— start Text excerpt —

A Possibility alone is an Icon purely by virtue of its quality; and its object can only be a Firstness. But a sign may be iconic, that is, may represent its object mainly by its similarity, no matter what its mode of being. If a substantive be wanted that means if you want a noun, an iconic representamen may be termed a hypoicon. Any material image, as a painting, is largely conventional in its mode of representation; but in itself, without legend or label it may be called a hypoicon.


Here’s my take on Peirce’s enigmatic statement. Images, diagrams, and metaphors are not examples of the first level of sign, but partakers of its various modes. The Greek word hypo means “below” or “beneath.” So I don’t think hypoicons are icons in themselves. They are elements that underlie an icon. Thus, metaphors, images, and diagrams are subcomponents of an icon and not icons in themselves. This distinction is important for my theory of poetic iconicity.


To sum up so far, the poetic icon is an amalgam of semiotic, linguistic, religious, and popular usage. It connects a product of human cognition, language, art, or artifact, with some aspect of the experienced world, material or immaterial. It enables us to connect with something beyond what is presented. It has meaningful and affective significance to someone, a group, or a culture. It has evaluative power: whether something is or isn’t iconic. To explain how the poetic icon works, I turn to Fauconnier and Turner’s conceptual integration theory. How many of you are familiar with blending? I’ll try to explain the theory briefly.

— end Text excerpt —
— start Entries supplied —

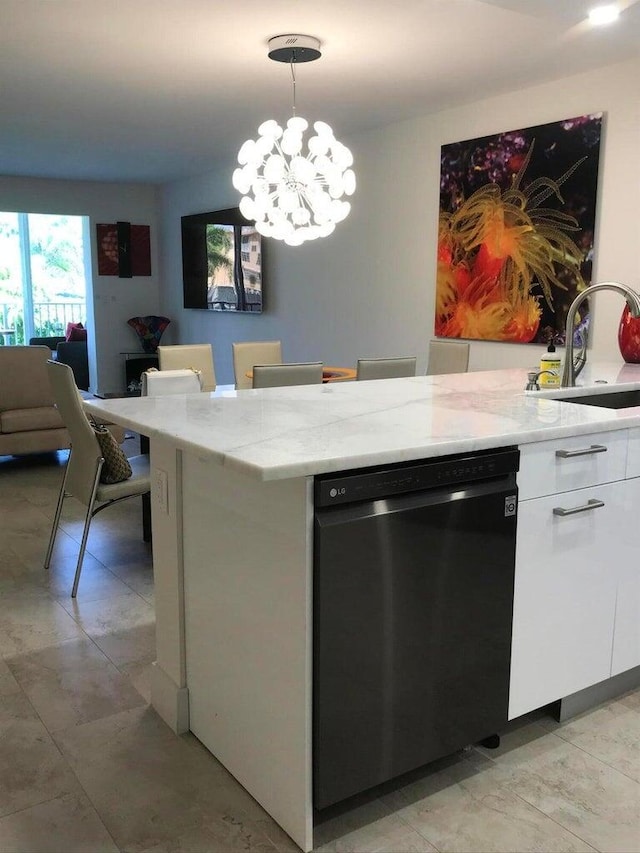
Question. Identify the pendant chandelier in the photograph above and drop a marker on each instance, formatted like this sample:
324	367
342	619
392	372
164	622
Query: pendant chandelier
294	194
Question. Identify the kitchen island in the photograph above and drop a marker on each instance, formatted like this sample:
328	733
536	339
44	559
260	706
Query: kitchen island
232	505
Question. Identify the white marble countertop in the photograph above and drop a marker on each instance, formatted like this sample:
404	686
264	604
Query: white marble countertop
278	433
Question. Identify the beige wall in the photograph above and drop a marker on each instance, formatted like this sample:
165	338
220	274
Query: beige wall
368	289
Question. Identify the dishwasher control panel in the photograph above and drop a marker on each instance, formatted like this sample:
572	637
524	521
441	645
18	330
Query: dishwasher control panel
386	481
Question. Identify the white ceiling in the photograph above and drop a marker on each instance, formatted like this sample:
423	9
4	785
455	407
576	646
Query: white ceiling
155	90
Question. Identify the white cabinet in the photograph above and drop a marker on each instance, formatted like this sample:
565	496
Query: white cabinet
577	585
625	556
549	467
633	454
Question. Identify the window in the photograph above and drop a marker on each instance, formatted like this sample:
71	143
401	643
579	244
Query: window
43	274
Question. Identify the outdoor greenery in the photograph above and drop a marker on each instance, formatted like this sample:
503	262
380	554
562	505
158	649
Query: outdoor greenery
54	244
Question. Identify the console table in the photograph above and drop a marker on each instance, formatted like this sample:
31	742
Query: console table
135	363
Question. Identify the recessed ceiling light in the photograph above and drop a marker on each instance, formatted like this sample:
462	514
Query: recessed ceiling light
604	14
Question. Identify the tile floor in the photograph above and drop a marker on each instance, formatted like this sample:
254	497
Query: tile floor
86	764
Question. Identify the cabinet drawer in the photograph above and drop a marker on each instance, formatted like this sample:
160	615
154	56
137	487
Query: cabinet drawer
575	462
565	594
633	455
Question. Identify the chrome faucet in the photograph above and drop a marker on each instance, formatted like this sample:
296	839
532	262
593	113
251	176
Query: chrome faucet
571	370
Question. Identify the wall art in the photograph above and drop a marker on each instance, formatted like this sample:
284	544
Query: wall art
516	231
124	249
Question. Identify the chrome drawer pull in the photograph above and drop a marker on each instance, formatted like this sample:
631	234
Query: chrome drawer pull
586	451
590	504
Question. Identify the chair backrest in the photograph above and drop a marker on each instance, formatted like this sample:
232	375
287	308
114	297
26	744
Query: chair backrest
85	450
447	357
274	375
198	356
246	354
159	383
386	368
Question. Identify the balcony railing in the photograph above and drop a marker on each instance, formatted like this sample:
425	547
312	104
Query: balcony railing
49	318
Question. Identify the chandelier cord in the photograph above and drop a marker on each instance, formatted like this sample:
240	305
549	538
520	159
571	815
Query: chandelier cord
293	79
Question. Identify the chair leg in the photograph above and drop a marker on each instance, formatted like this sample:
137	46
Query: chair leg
85	533
56	520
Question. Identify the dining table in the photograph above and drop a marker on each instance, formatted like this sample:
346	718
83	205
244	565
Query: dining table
329	374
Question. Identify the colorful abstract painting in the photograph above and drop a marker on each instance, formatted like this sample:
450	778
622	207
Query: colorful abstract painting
516	231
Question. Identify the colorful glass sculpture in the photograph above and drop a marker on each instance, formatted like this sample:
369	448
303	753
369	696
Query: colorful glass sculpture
149	330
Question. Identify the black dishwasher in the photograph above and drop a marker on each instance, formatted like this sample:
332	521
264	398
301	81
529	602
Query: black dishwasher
413	601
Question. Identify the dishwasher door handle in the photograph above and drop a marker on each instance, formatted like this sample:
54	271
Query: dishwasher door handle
592	503
585	451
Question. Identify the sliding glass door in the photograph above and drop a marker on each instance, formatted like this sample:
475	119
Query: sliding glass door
43	274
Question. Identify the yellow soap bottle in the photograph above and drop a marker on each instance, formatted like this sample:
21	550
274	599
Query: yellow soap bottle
550	361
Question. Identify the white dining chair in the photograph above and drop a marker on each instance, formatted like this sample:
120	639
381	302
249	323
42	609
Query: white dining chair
82	472
447	357
248	353
158	383
197	356
292	373
386	368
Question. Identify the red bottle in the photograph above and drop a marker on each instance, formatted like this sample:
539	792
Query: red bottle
629	337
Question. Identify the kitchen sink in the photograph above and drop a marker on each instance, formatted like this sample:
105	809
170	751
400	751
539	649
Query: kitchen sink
613	400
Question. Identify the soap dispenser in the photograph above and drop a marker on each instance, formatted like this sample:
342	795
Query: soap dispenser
550	361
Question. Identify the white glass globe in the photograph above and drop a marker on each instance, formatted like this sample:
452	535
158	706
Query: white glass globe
294	194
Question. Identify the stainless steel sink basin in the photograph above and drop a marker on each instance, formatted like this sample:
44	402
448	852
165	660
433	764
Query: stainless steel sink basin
614	400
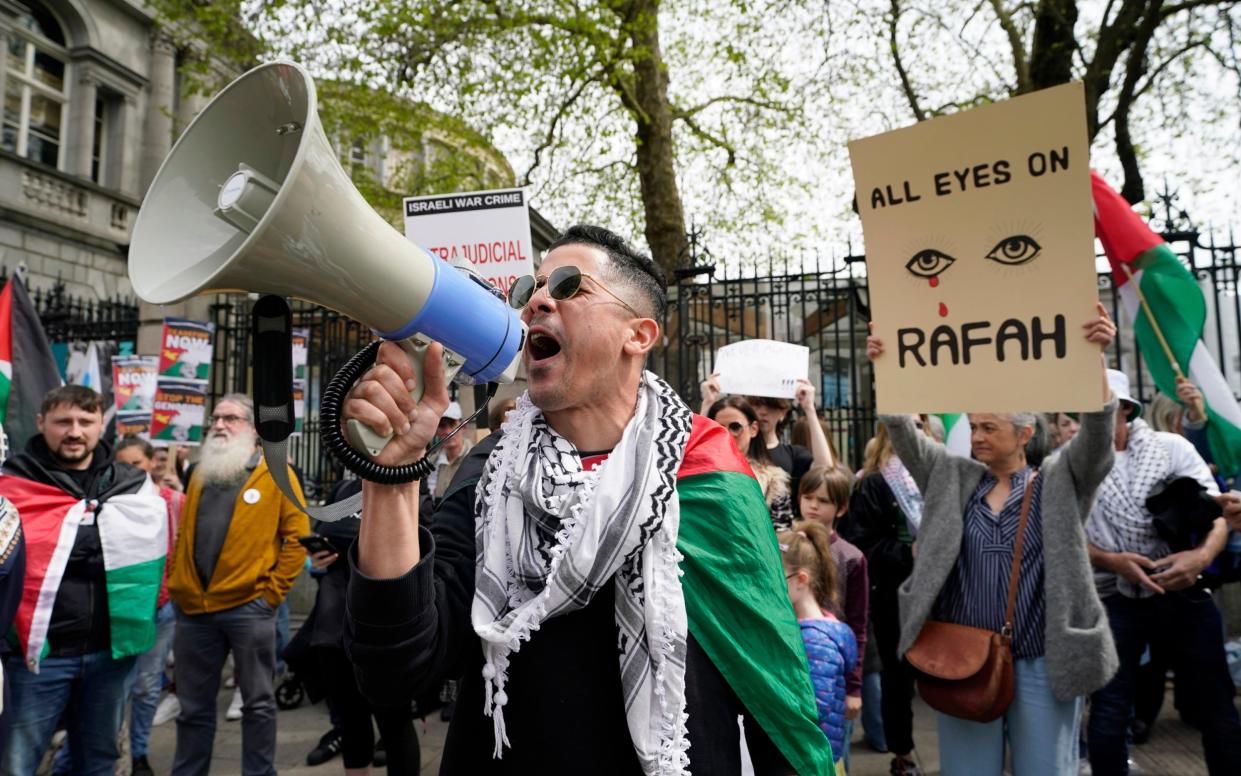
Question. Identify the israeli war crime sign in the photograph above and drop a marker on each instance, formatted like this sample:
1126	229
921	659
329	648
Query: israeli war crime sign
981	258
185	349
179	411
484	231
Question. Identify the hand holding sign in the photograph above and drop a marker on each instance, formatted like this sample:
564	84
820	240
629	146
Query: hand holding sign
979	255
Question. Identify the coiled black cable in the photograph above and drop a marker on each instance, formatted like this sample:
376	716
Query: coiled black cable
329	415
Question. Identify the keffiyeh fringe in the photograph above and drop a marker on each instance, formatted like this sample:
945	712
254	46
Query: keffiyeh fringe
541	527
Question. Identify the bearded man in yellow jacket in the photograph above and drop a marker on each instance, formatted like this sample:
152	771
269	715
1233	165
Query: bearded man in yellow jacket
236	559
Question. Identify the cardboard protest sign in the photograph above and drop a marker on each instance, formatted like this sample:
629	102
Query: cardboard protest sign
133	384
185	349
762	368
300	349
485	231
179	411
134	425
981	258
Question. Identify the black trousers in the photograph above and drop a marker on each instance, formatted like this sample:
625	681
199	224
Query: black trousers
895	678
1187	627
354	713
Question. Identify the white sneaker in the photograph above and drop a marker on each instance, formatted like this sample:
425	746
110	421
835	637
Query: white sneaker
168	709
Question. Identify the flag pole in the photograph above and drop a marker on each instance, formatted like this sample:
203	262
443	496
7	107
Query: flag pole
1163	342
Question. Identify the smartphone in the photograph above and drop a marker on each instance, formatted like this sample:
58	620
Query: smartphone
314	543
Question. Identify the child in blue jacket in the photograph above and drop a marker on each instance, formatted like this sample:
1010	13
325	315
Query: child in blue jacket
830	645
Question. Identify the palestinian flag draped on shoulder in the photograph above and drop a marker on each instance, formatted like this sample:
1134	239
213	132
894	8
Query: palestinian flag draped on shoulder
1143	262
22	343
133	530
736	597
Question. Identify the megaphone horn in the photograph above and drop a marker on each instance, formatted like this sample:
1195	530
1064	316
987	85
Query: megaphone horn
253	199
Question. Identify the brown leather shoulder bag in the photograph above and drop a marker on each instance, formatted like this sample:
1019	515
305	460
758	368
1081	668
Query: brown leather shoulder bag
967	672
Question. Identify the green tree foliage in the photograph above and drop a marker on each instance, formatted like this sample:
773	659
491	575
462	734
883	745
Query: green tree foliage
619	111
1151	67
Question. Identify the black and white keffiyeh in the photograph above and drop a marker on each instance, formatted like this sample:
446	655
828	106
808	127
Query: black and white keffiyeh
1120	520
549	535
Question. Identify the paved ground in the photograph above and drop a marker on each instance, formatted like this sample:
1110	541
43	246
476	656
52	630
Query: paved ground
1173	750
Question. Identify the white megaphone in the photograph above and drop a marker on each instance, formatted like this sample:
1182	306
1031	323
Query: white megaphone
253	199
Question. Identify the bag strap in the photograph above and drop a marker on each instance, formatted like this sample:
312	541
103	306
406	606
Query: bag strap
1014	575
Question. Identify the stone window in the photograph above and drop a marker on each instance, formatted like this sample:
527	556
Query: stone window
36	76
99	142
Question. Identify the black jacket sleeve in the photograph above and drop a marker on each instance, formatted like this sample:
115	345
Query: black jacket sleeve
405	636
874	515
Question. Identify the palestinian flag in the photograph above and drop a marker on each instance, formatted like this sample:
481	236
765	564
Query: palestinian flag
24	343
133	530
737	600
956	432
1179	311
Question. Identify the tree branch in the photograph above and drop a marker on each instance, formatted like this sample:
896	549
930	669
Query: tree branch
906	86
746	101
550	135
1015	44
712	139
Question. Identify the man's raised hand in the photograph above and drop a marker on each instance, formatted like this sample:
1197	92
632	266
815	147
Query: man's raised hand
381	401
874	345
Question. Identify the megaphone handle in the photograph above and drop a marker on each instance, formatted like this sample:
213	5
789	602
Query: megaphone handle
366	438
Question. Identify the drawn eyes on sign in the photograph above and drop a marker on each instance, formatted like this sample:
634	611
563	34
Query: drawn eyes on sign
1015	250
928	263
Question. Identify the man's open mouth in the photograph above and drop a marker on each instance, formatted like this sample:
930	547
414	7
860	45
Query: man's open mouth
541	347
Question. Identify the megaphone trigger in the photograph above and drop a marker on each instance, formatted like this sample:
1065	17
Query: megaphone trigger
366	438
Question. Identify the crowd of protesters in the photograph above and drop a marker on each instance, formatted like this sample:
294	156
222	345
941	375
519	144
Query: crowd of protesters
510	581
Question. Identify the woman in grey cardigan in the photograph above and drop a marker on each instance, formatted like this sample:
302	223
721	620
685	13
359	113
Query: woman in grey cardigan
1061	641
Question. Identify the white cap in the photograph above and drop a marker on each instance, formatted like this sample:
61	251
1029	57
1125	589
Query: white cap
1120	384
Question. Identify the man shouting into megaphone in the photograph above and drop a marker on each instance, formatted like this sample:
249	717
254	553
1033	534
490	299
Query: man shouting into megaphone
601	574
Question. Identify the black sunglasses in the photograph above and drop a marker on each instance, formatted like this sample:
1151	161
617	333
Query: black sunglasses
562	283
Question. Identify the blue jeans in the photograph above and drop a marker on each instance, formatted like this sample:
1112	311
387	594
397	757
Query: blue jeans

— end Entries supplied —

Tasks and exercises.
1 – Using the hypoicon passage above, state whether each statement agrees with it: (a) the Greek word hypo means "above," (b) a material image without legend or label may be called a hypoicon, and (c) the poetic icon has evaluative power. Answer yes or no for each and quote the deciding words.
2 – Set down, word for word, the part of the hypoicon passage that opens with the words containing "To sum up so" and closes with "the theory briefly.".

Task-by-task answers.
1 –
(a) No: "The Greek word hypo means “below” or “beneath.”"
(b) Yes: "in itself, without legend or label it may be called a hypoicon."
(c) Yes: "It has evaluative power: whether something is or isn’t iconic."

2 –
To sum up so far, the poetic icon is an amalgam of semiotic, linguistic, religious, and popular usage. It connects a product of human cognition, language, art, or artifact, with some aspect of the experienced world, material or immaterial. It enables us to connect with something beyond what is presented. It has meaningful and affective significance to someone, a group, or a culture. It has evaluative power: whether something is or isn’t iconic. To explain how the poetic icon works, I turn to Fauconnier and Turner’s conceptual integration theory. How many of you are familiar with blending? I’ll try to explain the theory briefly.